* [Requirement 1]:
According to the preferred agent routing article, what range of scores can agents be given?
* [Requirement 2]:
Reproduce the stretch of the preferred agent routing article from "Preferred agent routing behavior" through "the required skills.".

* [Excerpted passage]:
▶
Preferred agent routing behavior
This article describes how preferred agent routing works for various routing and agent scenarios.
Routing
- Similar to bullseye routing, when the system matches more than one preferred agent, it initially evaluates the top agent first, then the next highest agent.
- You can choose the evaluation rules. For example, you can ring the top two agents for 30 seconds and the top five agents for the next 30 seconds. The pool of agents only expands; the system does not reduce it.
Agent transfers
When an agent blind transfers or consult transfers an interaction set with preferred agents, the system no longer considers those preferred agents during the transfer.
Bullseye routing
If you use bullseye routing along with preferred agent routing, the system considers preferred agents first, regardless of whether they have the required skills.
Agent ranking and scores
Score preferred agents in Architect. You can score agents in a range from 0 to 100. The higher the score, the more preferred the agent. Multiple agents can have the same score.
Forecasting
Preferred agent routing is not compatible with workforce management scheduling and forecasting.
Last agent handling
Last agent routing does not work for email if you use email flows. It works only if you send the email directly to a queue. For more information, see Email routing and preferred agent routing in ACD email overview.
For email and messaging interactions, and inbound callbacks, with preferred agent routing the system no longer attempts to route the interaction to the last agent who handled it. Scheduled callbacks, however, are unaffected by preferred agent routing.
For more information, see Advanced routing overview.
◀
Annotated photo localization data
▶
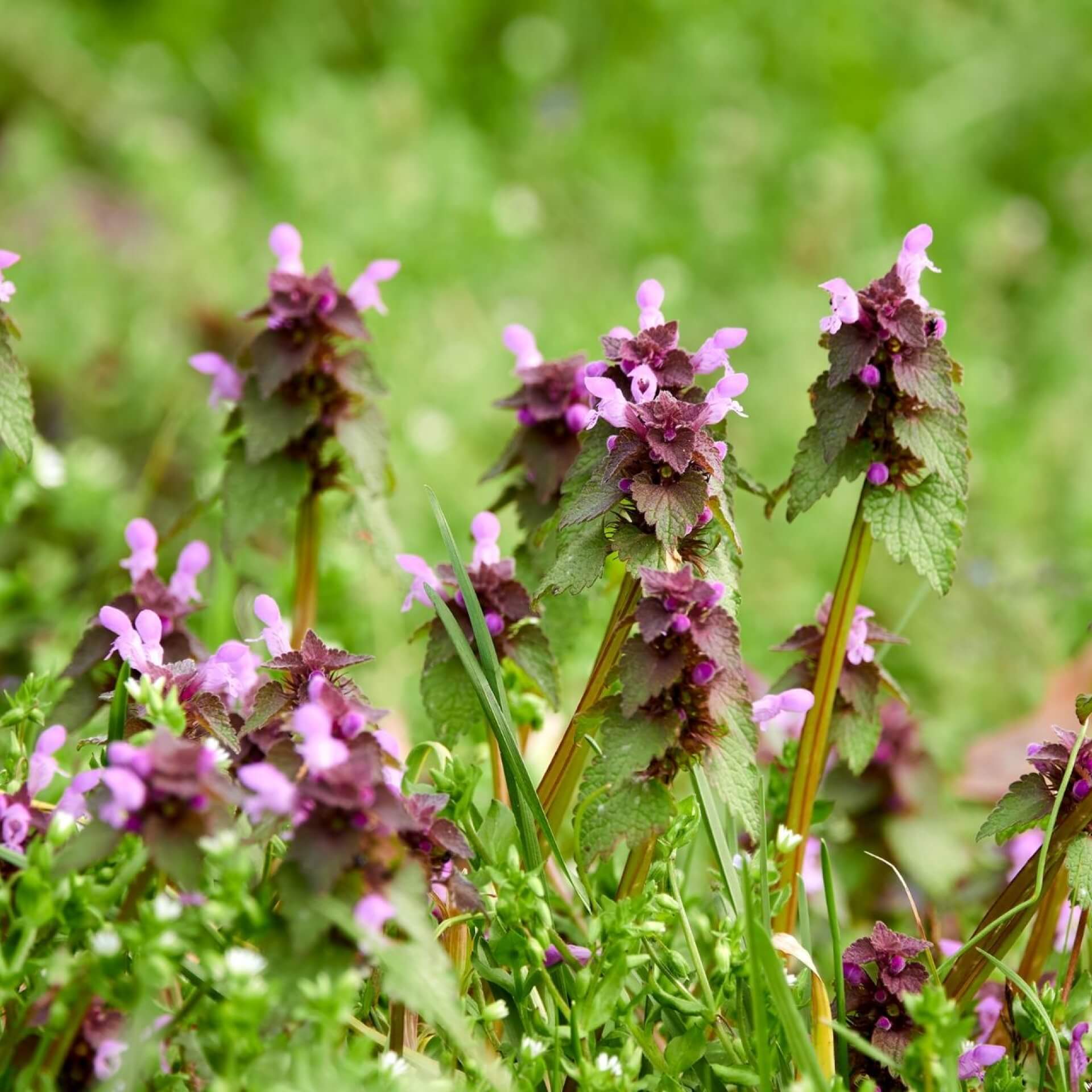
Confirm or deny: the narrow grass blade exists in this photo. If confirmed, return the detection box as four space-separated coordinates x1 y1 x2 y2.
106 660 131 744
690 763 744 915
426 588 591 911
978 948 1069 1092
819 839 850 1082
751 929 830 1089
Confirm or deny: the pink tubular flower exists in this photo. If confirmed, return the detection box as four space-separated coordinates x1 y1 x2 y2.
0 796 31 853
270 224 304 276
171 539 212 603
57 770 102 819
121 516 159 582
353 891 394 933
239 762 297 822
26 724 68 797
751 687 816 724
254 595 292 657
0 250 19 304
504 322 543 377
636 280 664 330
691 326 747 375
584 375 629 428
471 512 500 569
394 553 441 613
959 1043 1004 1087
94 1039 129 1081
292 701 348 773
190 353 242 406
629 363 659 405
819 276 861 334
895 224 940 311
345 258 402 315
98 766 147 830
98 606 163 673
705 371 747 425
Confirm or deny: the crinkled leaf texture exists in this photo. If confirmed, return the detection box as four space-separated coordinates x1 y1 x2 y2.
577 698 675 861
975 773 1054 845
864 474 966 595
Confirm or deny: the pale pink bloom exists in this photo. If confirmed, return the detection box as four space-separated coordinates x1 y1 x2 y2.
◀
* [Reply 1]:
Agents can be scored from 0 to 100.

* [Reply 2]:
Preferred agent routing behavior
This article describes how preferred agent routing works for various routing and agent scenarios.
Routing
- Similar to bullseye routing, when the system matches more than one preferred agent, it initially evaluates the top agent first, then the next highest agent.
- You can choose the evaluation rules. For example, you can ring the top two agents for 30 seconds and the top five agents for the next 30 seconds. The pool of agents only expands; the system does not reduce it.
Agent transfers
When an agent blind transfers or consult transfers an interaction set with preferred agents, the system no longer considers those preferred agents during the transfer.
Bullseye routing
If you use bullseye routing along with preferred agent routing, the system considers preferred agents first, regardless of whether they have the required skills.